-- BEGIN SOURCE DATA --
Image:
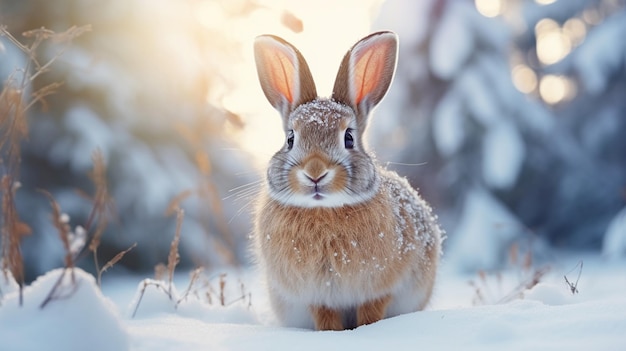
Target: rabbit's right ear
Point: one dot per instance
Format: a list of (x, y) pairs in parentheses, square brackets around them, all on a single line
[(284, 74)]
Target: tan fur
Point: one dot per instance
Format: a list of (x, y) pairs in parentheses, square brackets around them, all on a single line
[(354, 243), (350, 248)]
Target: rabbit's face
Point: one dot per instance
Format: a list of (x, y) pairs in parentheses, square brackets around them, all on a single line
[(322, 163)]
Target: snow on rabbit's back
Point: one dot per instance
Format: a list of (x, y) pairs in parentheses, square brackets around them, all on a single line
[(343, 241)]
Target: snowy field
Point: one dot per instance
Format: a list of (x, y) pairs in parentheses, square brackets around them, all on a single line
[(545, 317)]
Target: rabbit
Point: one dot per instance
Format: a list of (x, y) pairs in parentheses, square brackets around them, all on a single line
[(343, 242)]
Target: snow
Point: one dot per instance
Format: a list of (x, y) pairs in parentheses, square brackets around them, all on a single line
[(485, 229), (447, 59), (503, 155), (79, 319), (602, 54), (614, 244), (547, 316)]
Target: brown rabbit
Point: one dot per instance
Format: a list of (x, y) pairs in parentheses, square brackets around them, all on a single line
[(343, 241)]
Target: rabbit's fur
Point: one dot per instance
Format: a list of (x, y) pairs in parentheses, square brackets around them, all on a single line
[(343, 241)]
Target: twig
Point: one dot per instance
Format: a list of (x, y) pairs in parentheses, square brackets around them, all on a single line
[(195, 274), (53, 294), (573, 287), (113, 261), (173, 258)]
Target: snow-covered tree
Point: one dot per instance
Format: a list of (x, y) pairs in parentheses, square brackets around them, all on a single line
[(144, 87), (500, 164)]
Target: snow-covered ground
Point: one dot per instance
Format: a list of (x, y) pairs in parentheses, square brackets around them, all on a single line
[(546, 317)]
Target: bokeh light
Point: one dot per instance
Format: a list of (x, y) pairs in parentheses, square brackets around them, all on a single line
[(489, 8)]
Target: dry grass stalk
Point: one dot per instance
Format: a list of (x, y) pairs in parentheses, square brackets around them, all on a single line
[(206, 190), (101, 210), (159, 271), (173, 258), (529, 276), (114, 260), (14, 129), (573, 287), (63, 229), (195, 274), (12, 232)]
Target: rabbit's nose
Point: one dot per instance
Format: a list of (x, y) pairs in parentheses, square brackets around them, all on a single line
[(318, 179)]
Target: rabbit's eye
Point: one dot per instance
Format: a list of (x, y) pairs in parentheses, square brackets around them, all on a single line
[(290, 140), (348, 139)]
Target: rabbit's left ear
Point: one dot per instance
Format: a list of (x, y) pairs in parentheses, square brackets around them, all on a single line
[(284, 74), (366, 72)]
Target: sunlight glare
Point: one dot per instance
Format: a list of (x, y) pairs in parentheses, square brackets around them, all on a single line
[(489, 8), (545, 2), (552, 43)]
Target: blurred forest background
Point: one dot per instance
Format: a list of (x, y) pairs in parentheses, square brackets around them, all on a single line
[(508, 115)]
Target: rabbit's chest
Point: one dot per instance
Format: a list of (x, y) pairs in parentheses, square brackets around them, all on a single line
[(333, 252)]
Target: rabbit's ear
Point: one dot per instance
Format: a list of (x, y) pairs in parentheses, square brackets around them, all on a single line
[(366, 72), (284, 74)]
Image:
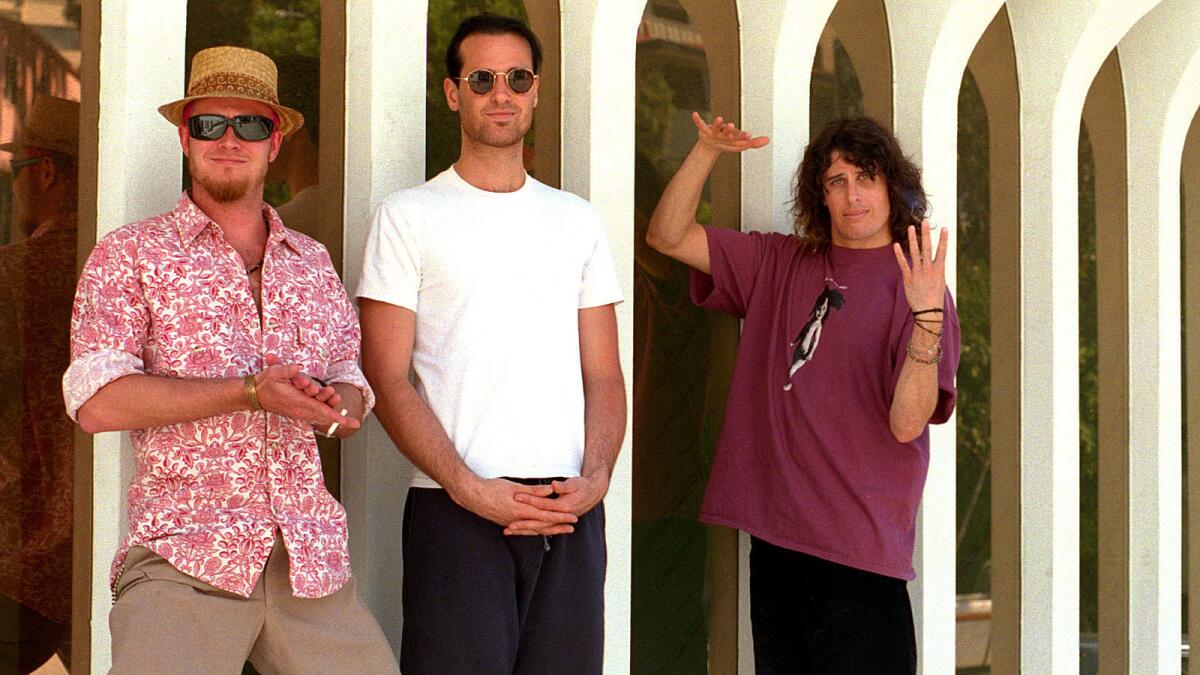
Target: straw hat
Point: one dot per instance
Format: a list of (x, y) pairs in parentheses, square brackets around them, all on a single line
[(52, 124), (234, 72)]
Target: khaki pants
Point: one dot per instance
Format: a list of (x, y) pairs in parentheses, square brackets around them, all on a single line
[(167, 622)]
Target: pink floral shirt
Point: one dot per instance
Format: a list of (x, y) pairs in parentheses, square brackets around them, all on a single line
[(169, 297)]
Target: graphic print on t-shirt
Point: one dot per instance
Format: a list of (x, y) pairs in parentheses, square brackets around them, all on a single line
[(810, 335)]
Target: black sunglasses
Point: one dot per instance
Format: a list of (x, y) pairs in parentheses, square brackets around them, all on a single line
[(17, 165), (247, 127), (483, 81)]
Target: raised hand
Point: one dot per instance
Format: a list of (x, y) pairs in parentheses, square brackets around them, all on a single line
[(924, 280), (725, 137)]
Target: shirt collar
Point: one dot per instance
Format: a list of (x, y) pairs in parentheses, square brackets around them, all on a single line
[(191, 221)]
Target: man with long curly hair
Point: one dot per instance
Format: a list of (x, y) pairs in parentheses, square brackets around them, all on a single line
[(847, 353)]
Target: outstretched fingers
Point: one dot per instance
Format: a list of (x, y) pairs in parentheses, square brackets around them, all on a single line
[(725, 135)]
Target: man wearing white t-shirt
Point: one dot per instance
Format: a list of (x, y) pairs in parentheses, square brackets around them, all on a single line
[(498, 292)]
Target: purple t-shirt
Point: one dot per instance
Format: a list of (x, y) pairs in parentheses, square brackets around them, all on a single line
[(816, 469)]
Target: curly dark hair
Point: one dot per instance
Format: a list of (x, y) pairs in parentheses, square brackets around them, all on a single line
[(867, 144)]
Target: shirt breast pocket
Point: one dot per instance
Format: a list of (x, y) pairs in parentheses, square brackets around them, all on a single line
[(312, 348)]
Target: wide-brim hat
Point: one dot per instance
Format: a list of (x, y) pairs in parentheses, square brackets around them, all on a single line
[(52, 124), (234, 72)]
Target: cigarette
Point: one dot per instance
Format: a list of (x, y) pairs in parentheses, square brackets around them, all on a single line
[(335, 425)]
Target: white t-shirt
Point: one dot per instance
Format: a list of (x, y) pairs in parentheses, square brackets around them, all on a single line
[(497, 280)]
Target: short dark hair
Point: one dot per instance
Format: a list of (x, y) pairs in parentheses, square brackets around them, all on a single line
[(490, 24), (867, 144)]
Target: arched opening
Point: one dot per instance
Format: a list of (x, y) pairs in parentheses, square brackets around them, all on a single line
[(1103, 375), (988, 565), (852, 69), (684, 573)]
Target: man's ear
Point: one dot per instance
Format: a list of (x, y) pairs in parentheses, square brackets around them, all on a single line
[(451, 90), (183, 137), (276, 143)]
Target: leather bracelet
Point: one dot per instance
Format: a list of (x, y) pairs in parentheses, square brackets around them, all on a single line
[(925, 358), (247, 387)]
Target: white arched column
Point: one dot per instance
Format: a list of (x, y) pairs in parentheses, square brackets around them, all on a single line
[(599, 58), (930, 47), (1191, 207), (1059, 48), (779, 41), (384, 117), (132, 63), (1161, 59)]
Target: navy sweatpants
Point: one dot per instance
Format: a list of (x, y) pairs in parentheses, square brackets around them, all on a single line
[(478, 601)]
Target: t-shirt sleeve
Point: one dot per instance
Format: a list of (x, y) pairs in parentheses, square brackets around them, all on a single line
[(391, 261), (600, 285), (736, 260)]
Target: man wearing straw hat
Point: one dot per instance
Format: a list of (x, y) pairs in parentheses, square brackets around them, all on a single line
[(37, 275), (220, 339)]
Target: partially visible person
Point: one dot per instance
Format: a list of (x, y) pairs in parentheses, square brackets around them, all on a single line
[(498, 292), (221, 340), (37, 276), (849, 348)]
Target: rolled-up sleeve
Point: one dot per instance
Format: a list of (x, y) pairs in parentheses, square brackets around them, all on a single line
[(109, 321), (345, 363)]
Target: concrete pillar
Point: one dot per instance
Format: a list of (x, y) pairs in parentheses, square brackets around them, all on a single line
[(1163, 90), (930, 47), (384, 150), (1191, 226), (133, 58), (1104, 115), (599, 57), (1059, 48), (779, 42)]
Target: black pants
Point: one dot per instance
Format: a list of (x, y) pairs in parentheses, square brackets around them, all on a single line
[(479, 602), (810, 615)]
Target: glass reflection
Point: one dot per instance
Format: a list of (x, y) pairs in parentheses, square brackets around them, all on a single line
[(683, 569), (37, 274), (39, 186)]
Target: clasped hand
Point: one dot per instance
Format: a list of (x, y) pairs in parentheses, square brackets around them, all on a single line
[(285, 389), (537, 509)]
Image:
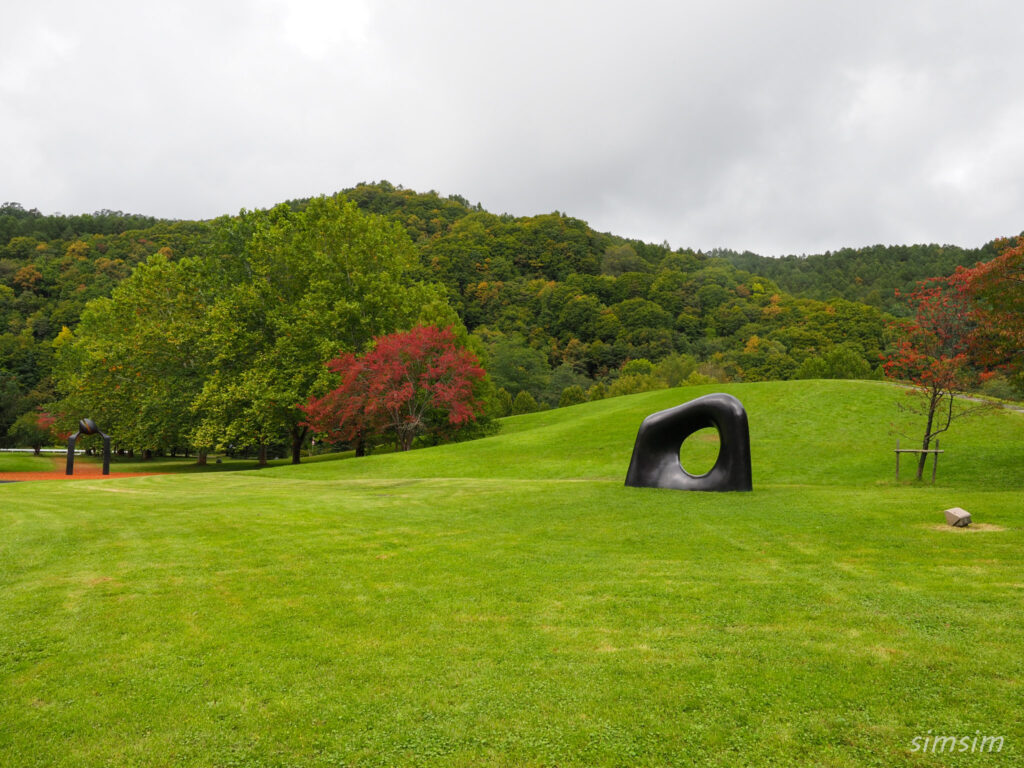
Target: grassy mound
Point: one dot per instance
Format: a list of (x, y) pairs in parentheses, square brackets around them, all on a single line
[(509, 602)]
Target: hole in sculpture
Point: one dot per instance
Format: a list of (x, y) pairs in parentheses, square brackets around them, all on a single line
[(699, 452)]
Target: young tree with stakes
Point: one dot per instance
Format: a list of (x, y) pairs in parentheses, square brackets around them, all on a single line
[(933, 354)]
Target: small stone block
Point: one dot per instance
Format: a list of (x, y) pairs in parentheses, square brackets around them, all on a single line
[(957, 517)]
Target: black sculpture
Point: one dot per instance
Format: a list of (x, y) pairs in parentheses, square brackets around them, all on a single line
[(88, 426), (655, 455)]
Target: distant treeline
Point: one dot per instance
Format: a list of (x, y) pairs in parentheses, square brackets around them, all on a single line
[(871, 274), (551, 304)]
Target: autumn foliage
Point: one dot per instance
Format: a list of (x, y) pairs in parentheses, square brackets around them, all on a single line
[(965, 326), (415, 382), (995, 292)]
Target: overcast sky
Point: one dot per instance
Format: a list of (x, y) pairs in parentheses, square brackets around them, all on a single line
[(778, 127)]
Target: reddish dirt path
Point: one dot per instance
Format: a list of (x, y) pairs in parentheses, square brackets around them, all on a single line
[(83, 471)]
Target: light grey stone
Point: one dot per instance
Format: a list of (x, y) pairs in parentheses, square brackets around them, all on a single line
[(957, 517)]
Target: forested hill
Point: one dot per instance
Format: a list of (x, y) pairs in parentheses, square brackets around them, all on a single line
[(871, 274), (549, 302)]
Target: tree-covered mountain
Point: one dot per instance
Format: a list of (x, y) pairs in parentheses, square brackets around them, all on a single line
[(555, 308), (872, 274)]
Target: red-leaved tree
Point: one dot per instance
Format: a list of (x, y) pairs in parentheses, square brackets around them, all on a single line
[(410, 383), (995, 292)]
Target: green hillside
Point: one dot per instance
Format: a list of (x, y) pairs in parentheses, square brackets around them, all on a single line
[(508, 601)]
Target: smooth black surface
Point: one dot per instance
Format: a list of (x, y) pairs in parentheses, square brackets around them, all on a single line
[(655, 454)]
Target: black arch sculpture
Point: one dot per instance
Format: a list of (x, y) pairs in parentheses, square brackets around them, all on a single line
[(655, 455), (88, 426)]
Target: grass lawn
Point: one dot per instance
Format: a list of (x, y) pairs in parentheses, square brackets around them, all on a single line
[(11, 462), (508, 601)]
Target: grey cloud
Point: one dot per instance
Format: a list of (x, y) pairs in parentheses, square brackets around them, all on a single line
[(776, 127)]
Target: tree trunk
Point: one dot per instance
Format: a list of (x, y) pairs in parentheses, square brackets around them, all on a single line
[(922, 458), (298, 435)]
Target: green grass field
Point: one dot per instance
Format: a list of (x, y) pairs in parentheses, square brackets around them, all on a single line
[(508, 601), (25, 462)]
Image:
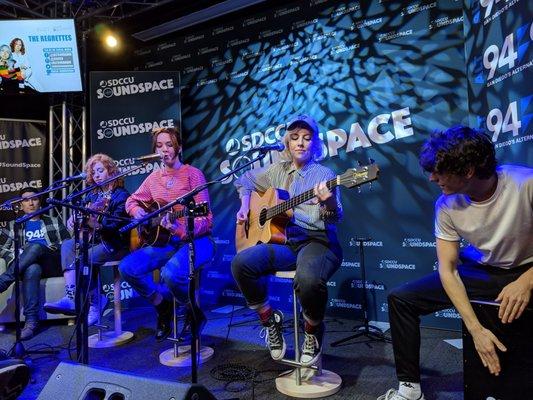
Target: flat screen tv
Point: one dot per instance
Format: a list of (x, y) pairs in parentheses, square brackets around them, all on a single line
[(39, 55)]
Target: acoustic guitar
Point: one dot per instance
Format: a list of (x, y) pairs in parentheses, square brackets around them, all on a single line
[(152, 233), (270, 212)]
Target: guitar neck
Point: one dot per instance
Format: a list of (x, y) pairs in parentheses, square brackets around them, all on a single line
[(297, 200)]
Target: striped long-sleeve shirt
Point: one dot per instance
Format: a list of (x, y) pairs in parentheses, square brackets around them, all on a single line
[(284, 175), (166, 185)]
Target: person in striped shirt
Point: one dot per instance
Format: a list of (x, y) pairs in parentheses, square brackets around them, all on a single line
[(165, 185), (312, 248)]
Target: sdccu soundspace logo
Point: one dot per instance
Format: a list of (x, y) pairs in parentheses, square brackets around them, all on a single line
[(126, 126), (127, 86), (381, 129), (6, 187)]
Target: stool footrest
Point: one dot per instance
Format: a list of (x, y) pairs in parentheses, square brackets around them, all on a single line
[(296, 364)]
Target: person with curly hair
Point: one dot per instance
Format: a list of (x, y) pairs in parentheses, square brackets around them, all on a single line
[(490, 207), (106, 244), (21, 58)]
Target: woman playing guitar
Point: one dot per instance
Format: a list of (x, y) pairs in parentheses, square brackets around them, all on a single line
[(311, 247), (163, 186), (105, 242)]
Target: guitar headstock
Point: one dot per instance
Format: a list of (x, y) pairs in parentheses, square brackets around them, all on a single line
[(201, 209), (358, 176)]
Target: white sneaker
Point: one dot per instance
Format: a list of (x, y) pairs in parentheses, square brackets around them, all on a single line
[(94, 311), (273, 334), (392, 394)]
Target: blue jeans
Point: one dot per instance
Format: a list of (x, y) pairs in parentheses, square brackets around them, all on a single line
[(173, 260), (97, 255), (33, 260), (314, 262)]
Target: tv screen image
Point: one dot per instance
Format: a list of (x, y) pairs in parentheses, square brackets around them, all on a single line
[(40, 55)]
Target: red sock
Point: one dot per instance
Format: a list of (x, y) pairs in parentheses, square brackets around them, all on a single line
[(312, 329), (264, 314)]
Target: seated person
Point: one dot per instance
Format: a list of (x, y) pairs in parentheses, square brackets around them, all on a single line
[(40, 239), (491, 208), (106, 244), (311, 249), (172, 258)]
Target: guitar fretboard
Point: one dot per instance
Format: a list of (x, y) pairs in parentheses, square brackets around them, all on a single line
[(297, 200)]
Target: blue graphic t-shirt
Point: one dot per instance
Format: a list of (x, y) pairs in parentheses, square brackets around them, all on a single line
[(34, 232)]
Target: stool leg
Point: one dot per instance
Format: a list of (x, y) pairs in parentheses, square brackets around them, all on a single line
[(175, 328), (117, 311), (297, 371), (99, 294)]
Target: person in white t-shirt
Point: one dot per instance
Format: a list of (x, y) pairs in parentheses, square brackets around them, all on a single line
[(489, 206)]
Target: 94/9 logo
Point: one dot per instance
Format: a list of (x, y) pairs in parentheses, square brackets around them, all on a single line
[(513, 119), (494, 57)]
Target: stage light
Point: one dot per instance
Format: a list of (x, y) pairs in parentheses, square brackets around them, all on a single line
[(111, 41)]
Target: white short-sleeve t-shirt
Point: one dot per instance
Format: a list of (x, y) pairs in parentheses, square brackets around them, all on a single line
[(499, 229)]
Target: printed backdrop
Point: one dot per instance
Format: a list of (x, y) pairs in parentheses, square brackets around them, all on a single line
[(378, 77), (22, 155)]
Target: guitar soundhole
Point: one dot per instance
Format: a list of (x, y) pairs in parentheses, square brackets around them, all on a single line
[(262, 217)]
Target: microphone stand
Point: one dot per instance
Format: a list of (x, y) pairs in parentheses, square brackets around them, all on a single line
[(371, 332), (188, 201), (82, 305)]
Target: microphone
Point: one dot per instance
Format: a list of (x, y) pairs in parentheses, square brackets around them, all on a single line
[(149, 157), (81, 176), (268, 147)]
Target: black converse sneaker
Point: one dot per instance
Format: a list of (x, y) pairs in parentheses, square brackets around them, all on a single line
[(312, 347), (273, 334)]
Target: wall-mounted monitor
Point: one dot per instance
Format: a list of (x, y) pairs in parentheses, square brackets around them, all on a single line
[(39, 55)]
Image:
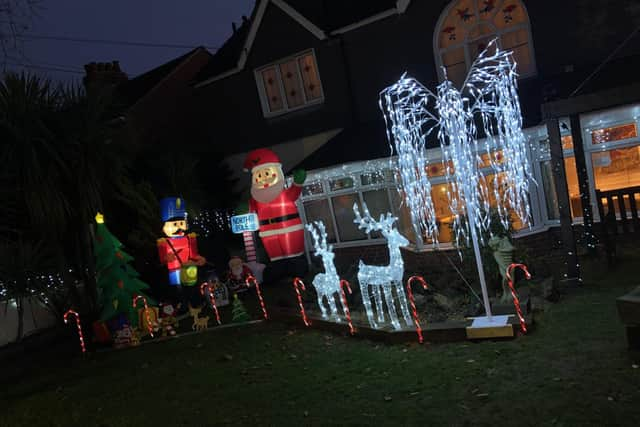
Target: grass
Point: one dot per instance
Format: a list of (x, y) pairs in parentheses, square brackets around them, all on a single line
[(573, 370)]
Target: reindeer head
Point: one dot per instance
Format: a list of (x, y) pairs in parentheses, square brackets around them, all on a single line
[(320, 245), (384, 225)]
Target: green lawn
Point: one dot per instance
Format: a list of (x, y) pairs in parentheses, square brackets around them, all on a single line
[(573, 369)]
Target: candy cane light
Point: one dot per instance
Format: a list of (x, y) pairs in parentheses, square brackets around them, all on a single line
-- END SOURCE DATA --
# WRITTEN TASK:
Please put everything from the start of the rows above down to the line containing "[(322, 163)]", both ends included, into a JSON list of strings, one string per line, with blank lines omitted. Leave the pictures out of your answer.

# TASK OUTPUT:
[
  "Image:",
  "Target: rabbit's right ear",
  "Point: one dot per instance",
  "Format: a list of (x, y) pairs in parentheses, square brackets around them, all on a single line",
  "[(284, 74)]",
  "Target: tan fur",
  "Point: one dot per instance",
  "Format: a list of (x, y) pairs in parentheses, square brackets around them, all on a single line",
  "[(354, 243), (350, 248)]",
  "Target: rabbit's face",
  "Point: one dot per instance",
  "Format: a list of (x, y) pairs in parentheses, square brackets around them, all on a single line",
  "[(322, 163)]"
]